▸ Exercise: Convert the records from the line containing "Can you spot the cracked" up to and including the line containing "x=104, y=17" into a JSON list of strings, one string per line with blank lines dropped. Leave the pictures out of the list.

▸ Material:

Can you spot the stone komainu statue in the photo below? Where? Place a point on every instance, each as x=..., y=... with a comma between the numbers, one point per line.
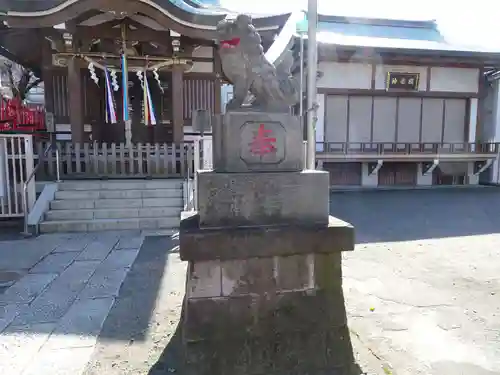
x=244, y=64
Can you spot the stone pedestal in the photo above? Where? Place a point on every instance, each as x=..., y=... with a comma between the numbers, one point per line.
x=264, y=286
x=275, y=137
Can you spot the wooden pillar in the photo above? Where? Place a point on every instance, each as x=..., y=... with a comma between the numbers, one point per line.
x=75, y=94
x=218, y=81
x=47, y=76
x=177, y=103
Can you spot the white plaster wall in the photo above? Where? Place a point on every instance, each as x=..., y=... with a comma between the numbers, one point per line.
x=495, y=126
x=345, y=75
x=473, y=119
x=368, y=180
x=423, y=180
x=454, y=79
x=382, y=70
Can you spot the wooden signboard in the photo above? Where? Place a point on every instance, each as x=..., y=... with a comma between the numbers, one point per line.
x=402, y=81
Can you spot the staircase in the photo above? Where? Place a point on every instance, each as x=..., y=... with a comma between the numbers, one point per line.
x=88, y=206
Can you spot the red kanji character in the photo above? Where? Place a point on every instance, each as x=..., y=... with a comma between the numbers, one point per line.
x=262, y=143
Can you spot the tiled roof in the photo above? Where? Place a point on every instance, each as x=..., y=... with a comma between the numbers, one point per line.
x=386, y=34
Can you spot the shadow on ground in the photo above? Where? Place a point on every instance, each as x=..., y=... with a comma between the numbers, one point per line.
x=130, y=316
x=386, y=216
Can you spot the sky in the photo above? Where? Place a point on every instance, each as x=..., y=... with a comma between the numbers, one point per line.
x=474, y=23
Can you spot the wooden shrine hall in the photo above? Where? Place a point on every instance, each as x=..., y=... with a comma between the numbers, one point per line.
x=81, y=50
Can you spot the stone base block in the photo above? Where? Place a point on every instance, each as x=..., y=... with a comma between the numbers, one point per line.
x=258, y=295
x=328, y=352
x=267, y=316
x=202, y=244
x=239, y=199
x=257, y=141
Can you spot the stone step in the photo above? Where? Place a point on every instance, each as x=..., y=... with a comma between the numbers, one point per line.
x=121, y=185
x=113, y=213
x=118, y=194
x=77, y=204
x=108, y=224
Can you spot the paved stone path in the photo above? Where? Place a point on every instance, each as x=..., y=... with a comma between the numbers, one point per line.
x=66, y=285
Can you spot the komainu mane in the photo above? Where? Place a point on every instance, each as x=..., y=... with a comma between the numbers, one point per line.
x=244, y=64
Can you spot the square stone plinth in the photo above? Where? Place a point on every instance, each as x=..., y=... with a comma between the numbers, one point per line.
x=256, y=141
x=248, y=199
x=204, y=244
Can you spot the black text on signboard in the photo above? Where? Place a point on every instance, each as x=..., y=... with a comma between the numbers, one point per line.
x=402, y=81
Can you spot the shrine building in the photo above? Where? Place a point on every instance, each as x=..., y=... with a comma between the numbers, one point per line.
x=79, y=48
x=402, y=106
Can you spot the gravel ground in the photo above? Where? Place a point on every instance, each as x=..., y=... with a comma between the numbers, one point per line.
x=421, y=289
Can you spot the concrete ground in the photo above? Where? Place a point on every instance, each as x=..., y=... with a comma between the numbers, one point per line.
x=421, y=288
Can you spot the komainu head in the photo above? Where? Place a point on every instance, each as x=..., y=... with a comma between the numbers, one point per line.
x=238, y=34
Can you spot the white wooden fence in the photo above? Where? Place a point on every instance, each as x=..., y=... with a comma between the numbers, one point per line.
x=116, y=160
x=16, y=165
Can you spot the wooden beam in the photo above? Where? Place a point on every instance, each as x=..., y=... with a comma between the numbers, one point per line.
x=75, y=91
x=107, y=32
x=177, y=103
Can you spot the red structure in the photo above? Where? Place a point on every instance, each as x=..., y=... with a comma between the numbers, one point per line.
x=16, y=117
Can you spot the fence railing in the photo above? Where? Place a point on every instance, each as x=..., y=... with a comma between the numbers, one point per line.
x=115, y=160
x=379, y=148
x=16, y=164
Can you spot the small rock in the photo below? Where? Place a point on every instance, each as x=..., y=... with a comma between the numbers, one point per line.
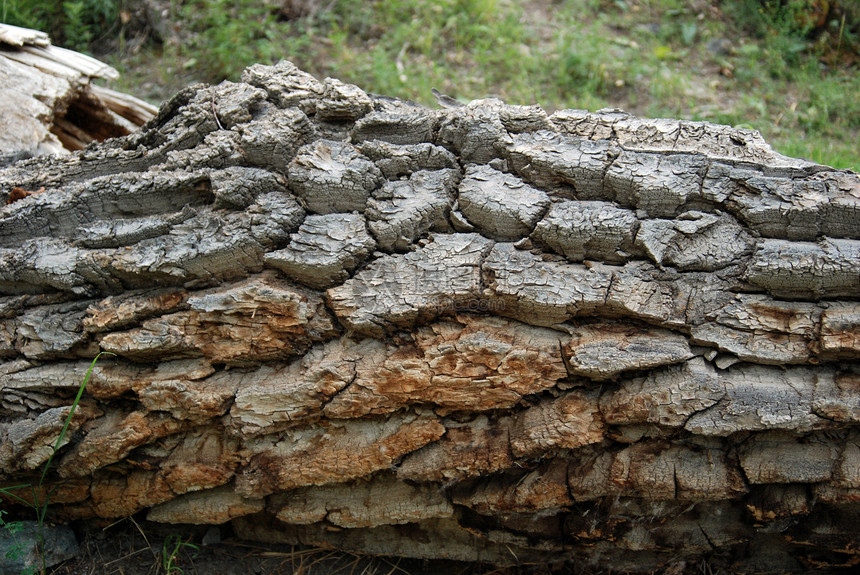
x=19, y=541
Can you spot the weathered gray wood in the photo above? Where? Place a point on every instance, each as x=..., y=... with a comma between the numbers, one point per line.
x=480, y=333
x=48, y=103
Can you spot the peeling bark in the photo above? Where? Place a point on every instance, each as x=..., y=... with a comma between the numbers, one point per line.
x=480, y=333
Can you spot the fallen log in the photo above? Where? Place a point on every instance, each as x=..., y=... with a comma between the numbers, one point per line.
x=48, y=102
x=482, y=332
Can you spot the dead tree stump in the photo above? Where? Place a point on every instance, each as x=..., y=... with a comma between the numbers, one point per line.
x=483, y=333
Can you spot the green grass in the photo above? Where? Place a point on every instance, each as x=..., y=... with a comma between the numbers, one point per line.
x=655, y=58
x=35, y=503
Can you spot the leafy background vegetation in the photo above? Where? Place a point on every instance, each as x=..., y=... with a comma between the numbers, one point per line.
x=788, y=68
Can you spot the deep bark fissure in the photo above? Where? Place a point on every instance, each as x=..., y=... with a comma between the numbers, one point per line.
x=590, y=331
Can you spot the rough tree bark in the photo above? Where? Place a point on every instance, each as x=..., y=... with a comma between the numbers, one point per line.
x=483, y=332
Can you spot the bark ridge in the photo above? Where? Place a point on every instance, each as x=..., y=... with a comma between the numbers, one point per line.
x=482, y=332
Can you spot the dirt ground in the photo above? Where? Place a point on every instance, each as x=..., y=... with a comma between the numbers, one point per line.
x=137, y=547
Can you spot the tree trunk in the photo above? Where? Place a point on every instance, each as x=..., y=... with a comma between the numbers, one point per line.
x=480, y=333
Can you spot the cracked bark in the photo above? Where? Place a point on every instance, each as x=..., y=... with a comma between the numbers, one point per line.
x=481, y=333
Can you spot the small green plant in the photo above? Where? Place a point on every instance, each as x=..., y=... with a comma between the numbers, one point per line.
x=170, y=552
x=36, y=503
x=16, y=551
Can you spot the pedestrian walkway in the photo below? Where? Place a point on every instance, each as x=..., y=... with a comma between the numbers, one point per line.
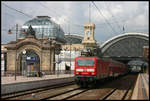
x=141, y=89
x=10, y=80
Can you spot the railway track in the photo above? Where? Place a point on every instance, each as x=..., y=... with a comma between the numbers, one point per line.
x=118, y=89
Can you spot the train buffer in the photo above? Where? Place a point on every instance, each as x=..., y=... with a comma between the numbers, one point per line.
x=141, y=89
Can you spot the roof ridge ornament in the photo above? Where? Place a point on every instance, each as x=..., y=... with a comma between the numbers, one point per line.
x=30, y=32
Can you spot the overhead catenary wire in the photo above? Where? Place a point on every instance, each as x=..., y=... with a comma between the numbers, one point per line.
x=18, y=11
x=104, y=17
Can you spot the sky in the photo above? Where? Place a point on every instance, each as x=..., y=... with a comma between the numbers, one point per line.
x=109, y=18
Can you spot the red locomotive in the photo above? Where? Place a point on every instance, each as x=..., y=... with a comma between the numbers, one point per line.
x=88, y=70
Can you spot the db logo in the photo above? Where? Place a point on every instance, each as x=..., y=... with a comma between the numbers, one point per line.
x=84, y=69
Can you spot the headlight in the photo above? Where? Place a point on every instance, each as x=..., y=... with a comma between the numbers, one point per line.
x=90, y=70
x=79, y=70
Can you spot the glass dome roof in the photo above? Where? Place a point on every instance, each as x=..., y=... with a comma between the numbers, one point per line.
x=43, y=26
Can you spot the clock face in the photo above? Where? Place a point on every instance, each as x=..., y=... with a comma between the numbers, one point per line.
x=88, y=35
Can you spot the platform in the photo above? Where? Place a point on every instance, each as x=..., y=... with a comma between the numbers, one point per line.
x=10, y=80
x=22, y=83
x=141, y=89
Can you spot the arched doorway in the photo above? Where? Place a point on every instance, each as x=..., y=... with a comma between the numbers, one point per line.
x=29, y=63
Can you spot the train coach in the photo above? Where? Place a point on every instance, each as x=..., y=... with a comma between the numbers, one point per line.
x=89, y=70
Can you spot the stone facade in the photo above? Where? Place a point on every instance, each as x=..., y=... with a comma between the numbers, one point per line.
x=89, y=40
x=45, y=52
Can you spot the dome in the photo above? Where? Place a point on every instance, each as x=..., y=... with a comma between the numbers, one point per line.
x=74, y=38
x=43, y=25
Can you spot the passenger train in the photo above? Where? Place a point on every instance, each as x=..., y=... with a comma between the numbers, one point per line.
x=90, y=69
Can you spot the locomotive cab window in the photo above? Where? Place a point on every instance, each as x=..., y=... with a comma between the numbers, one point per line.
x=85, y=62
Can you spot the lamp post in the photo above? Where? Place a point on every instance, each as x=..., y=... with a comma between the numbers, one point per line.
x=24, y=59
x=16, y=49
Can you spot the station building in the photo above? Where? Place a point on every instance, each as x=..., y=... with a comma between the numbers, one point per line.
x=40, y=45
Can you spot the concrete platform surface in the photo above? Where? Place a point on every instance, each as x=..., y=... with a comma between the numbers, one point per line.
x=141, y=89
x=10, y=85
x=10, y=80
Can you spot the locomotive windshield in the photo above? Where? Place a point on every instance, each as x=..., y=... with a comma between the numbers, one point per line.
x=85, y=62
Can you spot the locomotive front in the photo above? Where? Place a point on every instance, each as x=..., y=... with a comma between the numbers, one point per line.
x=85, y=70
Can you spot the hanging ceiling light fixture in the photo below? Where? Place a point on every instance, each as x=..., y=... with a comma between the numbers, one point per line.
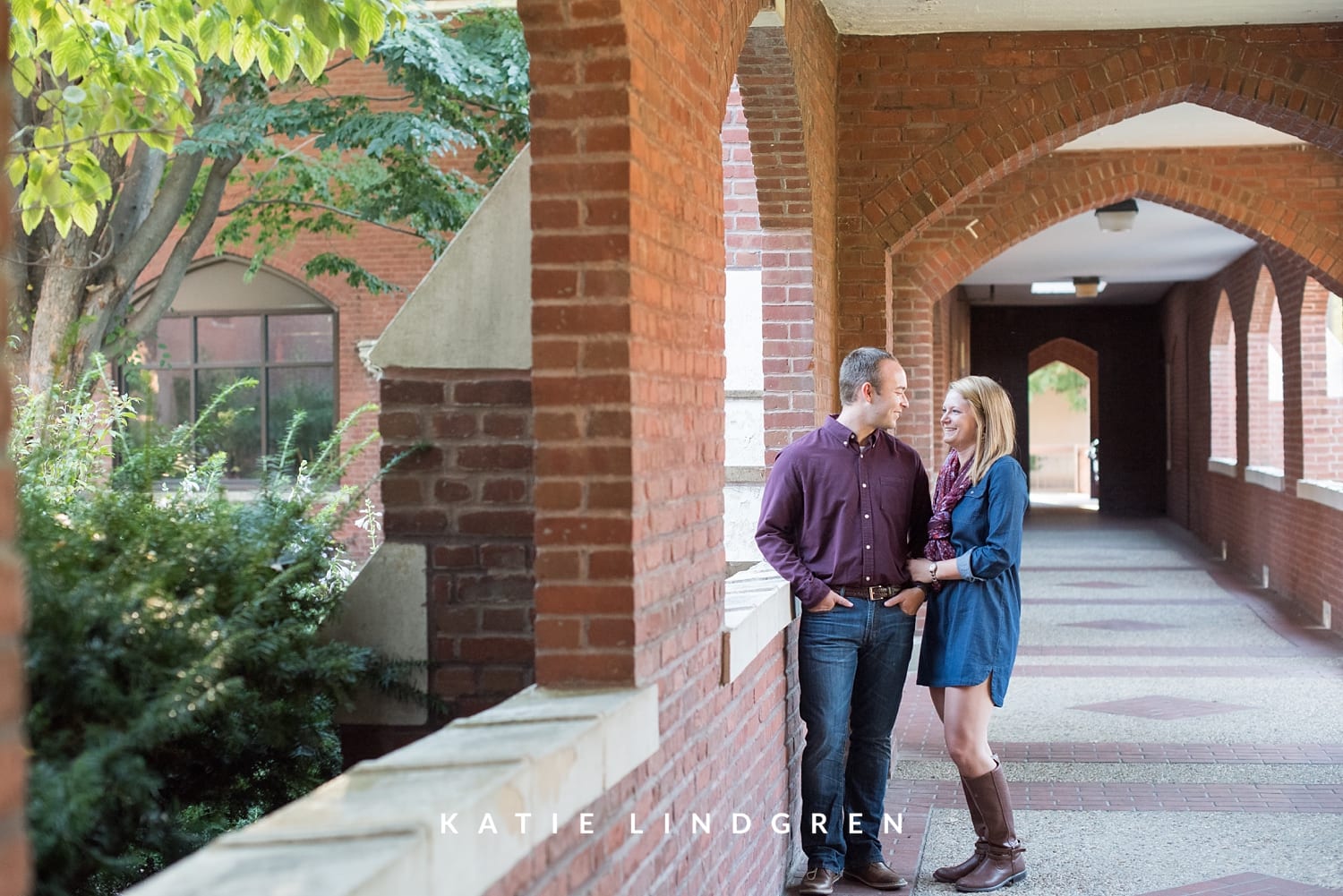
x=1119, y=217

▸ Result of this exercise:
[
  "Can you spot the cracked bark in the photo above? Where? Place a point on every instance, each as x=..., y=... with a comma between the numbers, one point per line.",
  "x=481, y=333",
  "Can you spot the small green plant in the photo above? Where? Place a point on every instance, each as x=..., y=... with a comma between the numbers, one point per line.",
  "x=170, y=552",
  "x=36, y=503",
  "x=16, y=551",
  "Can you spot the pedestrian walkway in the photo below? Where? Place a point on every instance, each as x=..., y=... with a comma between the numbers, one point per line.",
  "x=141, y=89",
  "x=10, y=80",
  "Can you spot the railway track in the photo above? Where? Place a point on every instance, each as x=..., y=... with a comma between the numbers, one point per line.",
  "x=118, y=89",
  "Can you spot the train buffer in the photo above? Where? Place a point on every instance, each as x=..., y=... with a comma between the numbers, one point per line.",
  "x=141, y=89",
  "Can you spot the roof ridge ornament in the photo above? Where? Place a point on every instance, each as x=..., y=... with a comma between the numbers, one point per line.",
  "x=30, y=32",
  "Can you spot the overhead catenary wire in the photo above? Where? Place a point on every instance, each as x=..., y=... with a comma between the numbers, one point per line.",
  "x=18, y=11",
  "x=104, y=17"
]